— Begin Record extracts —
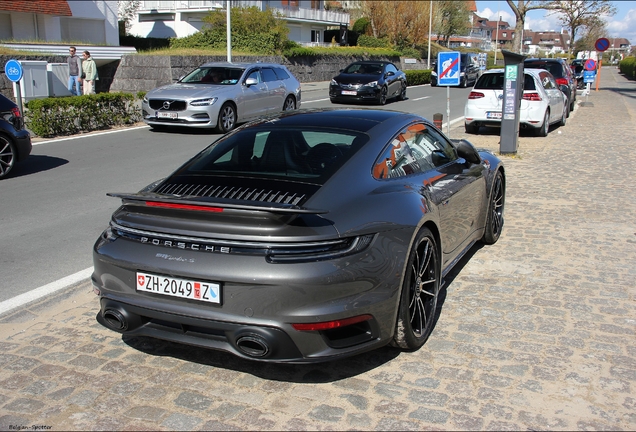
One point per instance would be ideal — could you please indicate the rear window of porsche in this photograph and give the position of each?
(293, 153)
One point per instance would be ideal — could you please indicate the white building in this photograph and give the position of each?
(307, 19)
(91, 22)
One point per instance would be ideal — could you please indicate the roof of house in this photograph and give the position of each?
(45, 7)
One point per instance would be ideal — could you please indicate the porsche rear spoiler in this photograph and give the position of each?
(218, 205)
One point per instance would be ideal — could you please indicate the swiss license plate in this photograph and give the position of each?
(166, 114)
(183, 288)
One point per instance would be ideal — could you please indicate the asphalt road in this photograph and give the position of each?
(54, 205)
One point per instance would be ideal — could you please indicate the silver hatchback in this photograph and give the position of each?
(221, 95)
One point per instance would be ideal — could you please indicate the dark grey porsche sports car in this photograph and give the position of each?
(304, 237)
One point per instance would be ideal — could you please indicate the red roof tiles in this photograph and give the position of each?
(46, 7)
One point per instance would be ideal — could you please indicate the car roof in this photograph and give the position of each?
(238, 64)
(534, 71)
(354, 119)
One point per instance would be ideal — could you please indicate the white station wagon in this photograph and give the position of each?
(221, 95)
(543, 102)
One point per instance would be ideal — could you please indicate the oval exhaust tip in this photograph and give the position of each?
(253, 346)
(115, 320)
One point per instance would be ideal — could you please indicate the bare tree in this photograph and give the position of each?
(451, 18)
(579, 13)
(126, 10)
(520, 10)
(593, 29)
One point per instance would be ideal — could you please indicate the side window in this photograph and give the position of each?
(416, 149)
(268, 75)
(281, 74)
(547, 81)
(256, 75)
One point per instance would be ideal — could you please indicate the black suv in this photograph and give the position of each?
(469, 70)
(562, 74)
(15, 141)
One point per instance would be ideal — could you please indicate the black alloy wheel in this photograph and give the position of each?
(8, 155)
(494, 219)
(227, 118)
(418, 301)
(383, 95)
(290, 104)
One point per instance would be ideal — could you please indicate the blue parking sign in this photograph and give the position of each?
(448, 68)
(13, 70)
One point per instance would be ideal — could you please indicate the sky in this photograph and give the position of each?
(622, 24)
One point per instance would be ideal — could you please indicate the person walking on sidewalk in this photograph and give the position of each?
(74, 71)
(89, 74)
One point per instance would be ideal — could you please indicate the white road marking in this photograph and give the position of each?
(87, 135)
(44, 290)
(317, 100)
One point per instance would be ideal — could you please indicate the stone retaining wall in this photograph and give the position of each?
(106, 72)
(143, 73)
(134, 73)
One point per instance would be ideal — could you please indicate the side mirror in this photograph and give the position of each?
(467, 151)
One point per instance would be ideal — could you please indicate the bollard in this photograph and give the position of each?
(437, 120)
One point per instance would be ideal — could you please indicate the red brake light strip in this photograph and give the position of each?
(183, 206)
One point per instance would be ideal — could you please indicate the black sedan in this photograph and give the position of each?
(368, 81)
(303, 237)
(15, 141)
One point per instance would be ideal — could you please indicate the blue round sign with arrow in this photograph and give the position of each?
(13, 70)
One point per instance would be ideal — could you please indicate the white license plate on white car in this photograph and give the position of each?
(183, 288)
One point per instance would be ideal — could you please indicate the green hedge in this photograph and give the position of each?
(627, 66)
(70, 115)
(418, 77)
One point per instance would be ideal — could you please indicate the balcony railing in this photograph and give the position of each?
(289, 13)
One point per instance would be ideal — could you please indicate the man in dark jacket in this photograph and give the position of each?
(74, 72)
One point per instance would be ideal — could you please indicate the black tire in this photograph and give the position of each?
(494, 219)
(402, 95)
(227, 118)
(545, 127)
(471, 129)
(418, 300)
(8, 155)
(290, 104)
(383, 95)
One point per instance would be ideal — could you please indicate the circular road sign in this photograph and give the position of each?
(13, 70)
(602, 44)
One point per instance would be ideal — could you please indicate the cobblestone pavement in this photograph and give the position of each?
(535, 332)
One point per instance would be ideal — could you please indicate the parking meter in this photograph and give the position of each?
(513, 92)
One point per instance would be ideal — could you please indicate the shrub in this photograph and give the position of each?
(70, 115)
(627, 66)
(371, 42)
(418, 77)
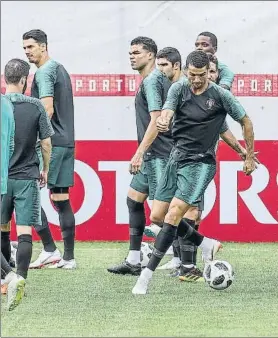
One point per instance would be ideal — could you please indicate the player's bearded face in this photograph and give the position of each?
(197, 77)
(33, 50)
(203, 43)
(166, 67)
(139, 57)
(213, 72)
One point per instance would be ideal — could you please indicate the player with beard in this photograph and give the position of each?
(149, 161)
(23, 194)
(185, 252)
(192, 164)
(52, 85)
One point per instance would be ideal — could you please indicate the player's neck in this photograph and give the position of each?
(10, 89)
(43, 60)
(201, 90)
(177, 76)
(147, 70)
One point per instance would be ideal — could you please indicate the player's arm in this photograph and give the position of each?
(237, 112)
(45, 132)
(12, 137)
(45, 79)
(229, 138)
(153, 91)
(226, 76)
(169, 107)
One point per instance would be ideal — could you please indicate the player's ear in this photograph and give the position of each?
(151, 55)
(43, 46)
(23, 82)
(177, 65)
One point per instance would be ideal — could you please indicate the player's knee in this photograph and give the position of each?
(6, 227)
(192, 213)
(23, 230)
(134, 206)
(59, 194)
(174, 215)
(156, 217)
(198, 219)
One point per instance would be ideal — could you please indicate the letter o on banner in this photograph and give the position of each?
(92, 196)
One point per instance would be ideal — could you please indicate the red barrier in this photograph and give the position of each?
(240, 208)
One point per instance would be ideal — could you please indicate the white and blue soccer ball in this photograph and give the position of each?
(146, 252)
(219, 275)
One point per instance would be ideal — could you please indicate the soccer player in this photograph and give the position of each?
(148, 163)
(23, 194)
(207, 42)
(199, 108)
(52, 85)
(7, 148)
(169, 62)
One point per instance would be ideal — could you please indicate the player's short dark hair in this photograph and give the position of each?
(15, 69)
(147, 44)
(212, 37)
(213, 59)
(38, 35)
(171, 54)
(198, 59)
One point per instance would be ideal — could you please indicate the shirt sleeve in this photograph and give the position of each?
(226, 76)
(45, 78)
(231, 104)
(45, 127)
(153, 89)
(173, 96)
(12, 136)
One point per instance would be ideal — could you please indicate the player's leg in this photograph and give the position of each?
(50, 254)
(155, 169)
(162, 243)
(191, 181)
(7, 208)
(27, 205)
(137, 194)
(188, 270)
(60, 179)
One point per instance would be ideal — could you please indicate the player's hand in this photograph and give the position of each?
(244, 153)
(162, 124)
(136, 163)
(249, 165)
(43, 179)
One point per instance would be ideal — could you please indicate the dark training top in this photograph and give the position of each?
(199, 119)
(52, 80)
(31, 120)
(150, 97)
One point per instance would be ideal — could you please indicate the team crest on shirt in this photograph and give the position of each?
(210, 103)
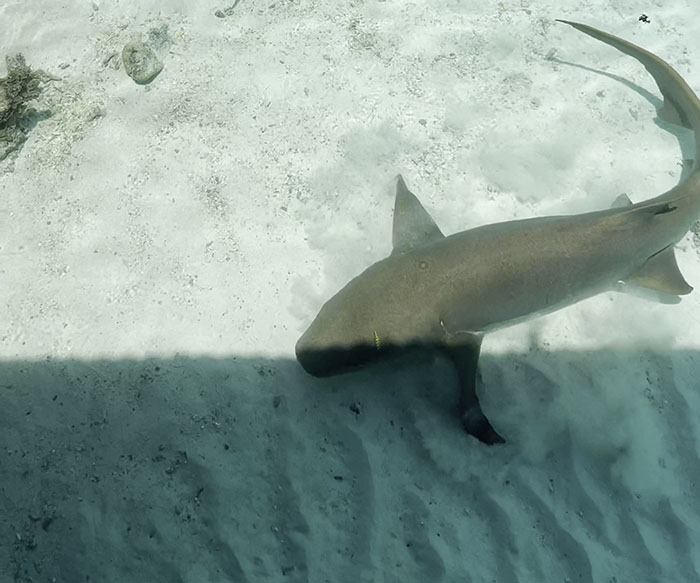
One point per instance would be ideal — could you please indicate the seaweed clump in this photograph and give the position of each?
(21, 86)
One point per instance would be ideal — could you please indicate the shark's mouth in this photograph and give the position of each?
(323, 362)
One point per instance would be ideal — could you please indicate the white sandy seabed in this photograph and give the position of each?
(162, 246)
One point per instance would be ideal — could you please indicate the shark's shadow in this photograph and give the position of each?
(240, 469)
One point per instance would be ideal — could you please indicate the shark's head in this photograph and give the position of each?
(369, 317)
(340, 338)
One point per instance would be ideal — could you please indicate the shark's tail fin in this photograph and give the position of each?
(681, 105)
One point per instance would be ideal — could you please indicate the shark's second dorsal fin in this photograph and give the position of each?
(661, 273)
(413, 226)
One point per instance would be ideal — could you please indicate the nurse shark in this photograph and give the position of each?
(444, 292)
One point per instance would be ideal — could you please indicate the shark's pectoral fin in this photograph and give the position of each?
(463, 349)
(413, 226)
(661, 273)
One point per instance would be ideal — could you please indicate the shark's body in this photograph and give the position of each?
(446, 292)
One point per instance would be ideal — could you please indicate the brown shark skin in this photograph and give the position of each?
(445, 293)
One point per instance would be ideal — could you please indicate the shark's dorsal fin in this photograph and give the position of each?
(413, 226)
(661, 273)
(621, 201)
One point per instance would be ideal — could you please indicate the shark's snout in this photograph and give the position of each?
(325, 360)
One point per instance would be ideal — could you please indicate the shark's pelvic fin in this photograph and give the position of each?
(661, 273)
(413, 226)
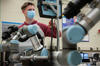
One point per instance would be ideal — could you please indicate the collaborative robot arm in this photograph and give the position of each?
(75, 33)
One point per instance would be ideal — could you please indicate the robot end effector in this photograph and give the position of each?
(75, 33)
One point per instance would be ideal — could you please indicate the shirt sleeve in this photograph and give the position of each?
(47, 30)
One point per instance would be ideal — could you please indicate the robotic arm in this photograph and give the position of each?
(75, 33)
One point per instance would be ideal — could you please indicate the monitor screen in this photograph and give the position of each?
(85, 57)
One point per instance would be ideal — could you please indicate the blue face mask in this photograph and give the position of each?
(30, 14)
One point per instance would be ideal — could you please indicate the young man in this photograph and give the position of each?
(28, 10)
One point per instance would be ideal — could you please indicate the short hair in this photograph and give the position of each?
(26, 4)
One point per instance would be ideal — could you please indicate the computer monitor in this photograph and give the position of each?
(85, 57)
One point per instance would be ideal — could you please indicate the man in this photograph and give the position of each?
(28, 10)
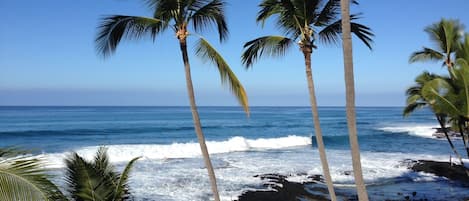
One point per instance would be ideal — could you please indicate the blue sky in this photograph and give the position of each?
(48, 57)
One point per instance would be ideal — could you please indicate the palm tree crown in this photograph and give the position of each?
(96, 179)
(446, 34)
(179, 15)
(307, 21)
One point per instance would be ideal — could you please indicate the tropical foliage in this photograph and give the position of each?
(183, 17)
(446, 96)
(97, 179)
(446, 34)
(23, 177)
(309, 22)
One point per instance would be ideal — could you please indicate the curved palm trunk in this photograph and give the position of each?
(195, 117)
(317, 128)
(443, 127)
(465, 138)
(350, 100)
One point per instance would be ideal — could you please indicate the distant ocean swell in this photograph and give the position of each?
(85, 132)
(123, 153)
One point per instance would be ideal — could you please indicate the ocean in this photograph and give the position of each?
(272, 140)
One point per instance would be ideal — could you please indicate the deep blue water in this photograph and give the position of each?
(271, 140)
(62, 128)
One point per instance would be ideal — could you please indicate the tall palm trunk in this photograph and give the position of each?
(465, 138)
(195, 117)
(442, 123)
(317, 128)
(350, 100)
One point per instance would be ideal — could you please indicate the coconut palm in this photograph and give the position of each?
(307, 21)
(416, 99)
(23, 177)
(97, 179)
(446, 34)
(350, 100)
(450, 97)
(183, 17)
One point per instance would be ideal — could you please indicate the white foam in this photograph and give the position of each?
(154, 178)
(123, 153)
(425, 131)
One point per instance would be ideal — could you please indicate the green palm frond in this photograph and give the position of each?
(97, 179)
(426, 54)
(84, 181)
(167, 10)
(268, 8)
(9, 152)
(440, 96)
(331, 33)
(210, 13)
(288, 15)
(205, 51)
(306, 10)
(272, 46)
(445, 33)
(463, 50)
(328, 14)
(114, 28)
(415, 100)
(24, 178)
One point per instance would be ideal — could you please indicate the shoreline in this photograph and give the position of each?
(279, 188)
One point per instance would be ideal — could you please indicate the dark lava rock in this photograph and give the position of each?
(283, 190)
(442, 169)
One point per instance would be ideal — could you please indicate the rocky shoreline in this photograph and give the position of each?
(278, 188)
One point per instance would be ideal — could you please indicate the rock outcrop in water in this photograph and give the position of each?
(442, 169)
(280, 189)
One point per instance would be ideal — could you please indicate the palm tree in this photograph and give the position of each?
(450, 97)
(446, 34)
(422, 94)
(97, 179)
(350, 100)
(307, 21)
(24, 178)
(179, 15)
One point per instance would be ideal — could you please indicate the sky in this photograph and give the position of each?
(48, 57)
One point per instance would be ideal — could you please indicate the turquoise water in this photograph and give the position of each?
(272, 140)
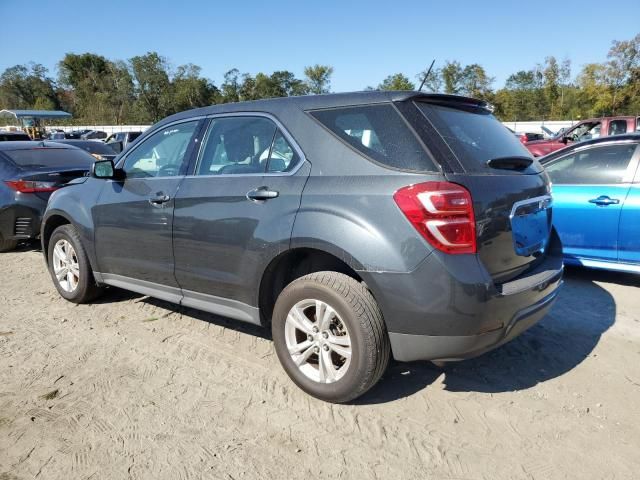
— End Record extracts —
§ **Task instructions**:
How many lines in the rows above contain the string "hair"? Reply with the number alone.

§ **Solution for this exercise**:
2